Records from a data source
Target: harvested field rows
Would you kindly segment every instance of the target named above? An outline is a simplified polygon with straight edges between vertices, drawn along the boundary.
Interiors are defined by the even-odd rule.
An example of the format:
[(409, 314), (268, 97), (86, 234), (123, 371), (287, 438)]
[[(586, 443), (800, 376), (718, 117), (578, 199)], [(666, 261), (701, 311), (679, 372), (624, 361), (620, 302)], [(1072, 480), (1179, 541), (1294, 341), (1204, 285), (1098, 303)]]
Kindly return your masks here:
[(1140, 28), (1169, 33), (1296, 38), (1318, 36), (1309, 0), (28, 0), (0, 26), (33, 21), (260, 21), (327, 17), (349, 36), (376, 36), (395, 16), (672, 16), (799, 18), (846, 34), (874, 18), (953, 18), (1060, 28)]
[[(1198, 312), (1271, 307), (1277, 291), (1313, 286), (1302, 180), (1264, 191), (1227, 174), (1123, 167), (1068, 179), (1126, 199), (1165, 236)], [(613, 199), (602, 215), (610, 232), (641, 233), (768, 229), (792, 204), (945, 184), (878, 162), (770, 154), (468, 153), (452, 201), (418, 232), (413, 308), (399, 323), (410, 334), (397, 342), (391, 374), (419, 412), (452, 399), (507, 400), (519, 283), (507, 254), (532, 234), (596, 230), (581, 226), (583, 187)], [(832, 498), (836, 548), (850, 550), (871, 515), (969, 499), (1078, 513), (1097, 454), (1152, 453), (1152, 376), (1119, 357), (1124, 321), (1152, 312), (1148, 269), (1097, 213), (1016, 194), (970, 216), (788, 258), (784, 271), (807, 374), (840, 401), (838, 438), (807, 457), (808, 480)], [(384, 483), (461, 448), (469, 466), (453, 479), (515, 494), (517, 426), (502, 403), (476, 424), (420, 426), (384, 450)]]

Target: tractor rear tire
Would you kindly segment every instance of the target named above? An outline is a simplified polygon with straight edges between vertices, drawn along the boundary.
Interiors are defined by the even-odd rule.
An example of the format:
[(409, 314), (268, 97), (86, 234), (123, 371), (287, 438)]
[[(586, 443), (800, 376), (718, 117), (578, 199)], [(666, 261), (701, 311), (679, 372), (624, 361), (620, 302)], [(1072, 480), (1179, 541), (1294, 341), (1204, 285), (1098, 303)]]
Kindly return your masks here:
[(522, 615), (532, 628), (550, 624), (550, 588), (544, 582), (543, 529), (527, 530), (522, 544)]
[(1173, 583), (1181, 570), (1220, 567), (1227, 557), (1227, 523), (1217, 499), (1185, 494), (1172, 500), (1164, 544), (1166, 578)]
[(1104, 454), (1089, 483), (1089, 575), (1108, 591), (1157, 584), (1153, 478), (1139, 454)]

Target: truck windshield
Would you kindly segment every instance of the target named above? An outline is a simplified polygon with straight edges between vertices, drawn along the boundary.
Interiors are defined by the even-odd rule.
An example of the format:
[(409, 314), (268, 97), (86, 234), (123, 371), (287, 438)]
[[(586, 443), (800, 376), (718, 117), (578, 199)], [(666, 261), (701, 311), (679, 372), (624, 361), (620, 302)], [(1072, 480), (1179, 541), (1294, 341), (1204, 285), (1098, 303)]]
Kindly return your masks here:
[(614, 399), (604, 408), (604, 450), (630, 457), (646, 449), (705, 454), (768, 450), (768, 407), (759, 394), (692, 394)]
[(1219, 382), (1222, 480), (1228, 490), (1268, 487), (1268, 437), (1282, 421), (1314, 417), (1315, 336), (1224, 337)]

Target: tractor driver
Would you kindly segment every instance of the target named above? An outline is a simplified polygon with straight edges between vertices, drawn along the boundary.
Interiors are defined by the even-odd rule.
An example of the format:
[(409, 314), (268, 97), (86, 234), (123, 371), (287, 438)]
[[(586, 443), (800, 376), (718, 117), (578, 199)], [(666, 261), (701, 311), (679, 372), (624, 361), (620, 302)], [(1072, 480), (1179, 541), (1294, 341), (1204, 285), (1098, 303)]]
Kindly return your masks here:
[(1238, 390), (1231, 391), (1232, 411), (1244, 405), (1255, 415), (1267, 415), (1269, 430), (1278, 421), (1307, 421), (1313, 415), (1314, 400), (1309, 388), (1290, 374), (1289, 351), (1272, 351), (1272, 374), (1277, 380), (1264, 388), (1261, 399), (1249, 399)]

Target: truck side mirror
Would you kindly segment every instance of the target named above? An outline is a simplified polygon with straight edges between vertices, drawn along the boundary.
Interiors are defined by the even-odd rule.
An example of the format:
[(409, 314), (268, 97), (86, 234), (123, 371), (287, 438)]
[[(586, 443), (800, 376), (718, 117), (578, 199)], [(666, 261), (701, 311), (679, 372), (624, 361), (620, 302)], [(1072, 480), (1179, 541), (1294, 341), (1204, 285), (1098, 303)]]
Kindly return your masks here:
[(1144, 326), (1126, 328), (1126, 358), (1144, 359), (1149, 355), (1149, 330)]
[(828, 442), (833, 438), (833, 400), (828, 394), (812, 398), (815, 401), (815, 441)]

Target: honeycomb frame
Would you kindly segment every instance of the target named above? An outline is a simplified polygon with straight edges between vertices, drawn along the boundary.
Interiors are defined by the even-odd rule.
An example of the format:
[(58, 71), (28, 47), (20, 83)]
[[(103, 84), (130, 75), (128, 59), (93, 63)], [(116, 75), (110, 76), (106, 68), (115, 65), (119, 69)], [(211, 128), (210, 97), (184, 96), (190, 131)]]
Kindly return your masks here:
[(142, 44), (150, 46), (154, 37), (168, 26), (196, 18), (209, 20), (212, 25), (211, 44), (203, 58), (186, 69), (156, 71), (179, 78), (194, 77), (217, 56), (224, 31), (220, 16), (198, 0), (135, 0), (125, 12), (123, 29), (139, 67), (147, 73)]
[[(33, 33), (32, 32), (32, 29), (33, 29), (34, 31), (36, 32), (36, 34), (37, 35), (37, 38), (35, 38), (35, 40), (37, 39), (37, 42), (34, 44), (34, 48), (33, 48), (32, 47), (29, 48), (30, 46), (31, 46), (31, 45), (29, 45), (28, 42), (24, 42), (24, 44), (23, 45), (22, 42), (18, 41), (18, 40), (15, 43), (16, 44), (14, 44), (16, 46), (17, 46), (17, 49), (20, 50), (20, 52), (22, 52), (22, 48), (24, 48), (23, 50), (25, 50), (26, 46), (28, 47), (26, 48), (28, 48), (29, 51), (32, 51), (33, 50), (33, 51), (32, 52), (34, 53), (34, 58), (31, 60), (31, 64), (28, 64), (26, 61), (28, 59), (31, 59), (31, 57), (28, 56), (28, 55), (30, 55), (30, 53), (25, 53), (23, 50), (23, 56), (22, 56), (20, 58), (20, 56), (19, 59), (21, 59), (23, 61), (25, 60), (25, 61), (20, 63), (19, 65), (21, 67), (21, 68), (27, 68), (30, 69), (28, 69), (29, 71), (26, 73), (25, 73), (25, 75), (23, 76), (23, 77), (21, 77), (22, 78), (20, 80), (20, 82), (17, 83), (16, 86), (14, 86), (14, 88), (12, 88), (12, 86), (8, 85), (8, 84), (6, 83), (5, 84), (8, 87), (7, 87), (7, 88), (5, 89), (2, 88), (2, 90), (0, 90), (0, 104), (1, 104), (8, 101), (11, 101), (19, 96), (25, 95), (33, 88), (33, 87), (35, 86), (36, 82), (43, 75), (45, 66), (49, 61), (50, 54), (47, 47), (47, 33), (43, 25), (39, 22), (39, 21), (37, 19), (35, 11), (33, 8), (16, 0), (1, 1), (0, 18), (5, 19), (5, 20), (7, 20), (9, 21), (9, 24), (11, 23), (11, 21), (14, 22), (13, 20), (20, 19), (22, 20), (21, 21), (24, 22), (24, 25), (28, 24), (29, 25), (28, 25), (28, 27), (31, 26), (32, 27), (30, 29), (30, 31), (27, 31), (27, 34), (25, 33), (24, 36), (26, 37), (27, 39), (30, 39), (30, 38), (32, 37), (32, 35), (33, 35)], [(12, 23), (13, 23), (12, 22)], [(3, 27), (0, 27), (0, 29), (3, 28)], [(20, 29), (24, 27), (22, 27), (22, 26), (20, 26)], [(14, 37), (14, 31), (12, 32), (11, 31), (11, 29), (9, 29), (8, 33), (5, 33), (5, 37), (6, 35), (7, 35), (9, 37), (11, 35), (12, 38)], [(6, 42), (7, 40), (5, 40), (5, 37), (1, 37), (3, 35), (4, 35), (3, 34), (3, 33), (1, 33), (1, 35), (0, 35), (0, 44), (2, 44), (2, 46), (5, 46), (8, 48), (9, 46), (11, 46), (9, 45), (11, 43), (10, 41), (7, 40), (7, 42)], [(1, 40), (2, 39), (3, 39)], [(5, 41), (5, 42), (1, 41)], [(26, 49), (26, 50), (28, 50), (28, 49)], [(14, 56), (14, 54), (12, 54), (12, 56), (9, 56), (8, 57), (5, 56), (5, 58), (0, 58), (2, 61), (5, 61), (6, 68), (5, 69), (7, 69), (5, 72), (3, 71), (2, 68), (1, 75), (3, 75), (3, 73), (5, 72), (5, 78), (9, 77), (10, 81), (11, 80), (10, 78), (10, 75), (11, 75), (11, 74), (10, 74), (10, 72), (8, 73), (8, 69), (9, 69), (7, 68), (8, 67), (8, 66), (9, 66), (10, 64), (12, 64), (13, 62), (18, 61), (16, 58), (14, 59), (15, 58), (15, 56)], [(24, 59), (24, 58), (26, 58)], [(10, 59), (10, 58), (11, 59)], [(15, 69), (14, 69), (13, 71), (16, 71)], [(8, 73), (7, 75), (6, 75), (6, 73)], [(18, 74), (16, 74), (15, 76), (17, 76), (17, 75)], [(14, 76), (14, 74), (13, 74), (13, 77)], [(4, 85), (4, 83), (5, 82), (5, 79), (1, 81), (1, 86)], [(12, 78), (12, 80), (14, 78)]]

Short exercise: Reproduce the lines above, starting with the one containing "Target: honeycomb frame" and ending with the one containing "67), (147, 73)]". Shift the returned outline by adding 24 to each of its vertex coordinates, and leave every other number unchanged.

Solution to the problem:
Target: honeycomb frame
Would you kindly segment every instance of the target named above? An outline is a simplified polygon with straight edges between vertices, drawn along the boundary.
Interiors are defined by the even-odd rule.
An example of the format:
[(58, 71), (28, 47), (20, 83)]
[[(103, 84), (130, 75), (128, 59), (93, 63)], [(116, 75), (110, 76), (106, 68), (115, 65), (119, 69)], [(211, 128), (210, 97), (184, 96), (190, 131)]]
Kindly return your masks here:
[(166, 68), (174, 70), (178, 61), (192, 50), (220, 42), (233, 44), (236, 49), (235, 68), (227, 82), (210, 93), (180, 95), (203, 102), (218, 101), (241, 80), (248, 55), (244, 40), (222, 24), (159, 24), (149, 36), (147, 53), (163, 91), (171, 97)]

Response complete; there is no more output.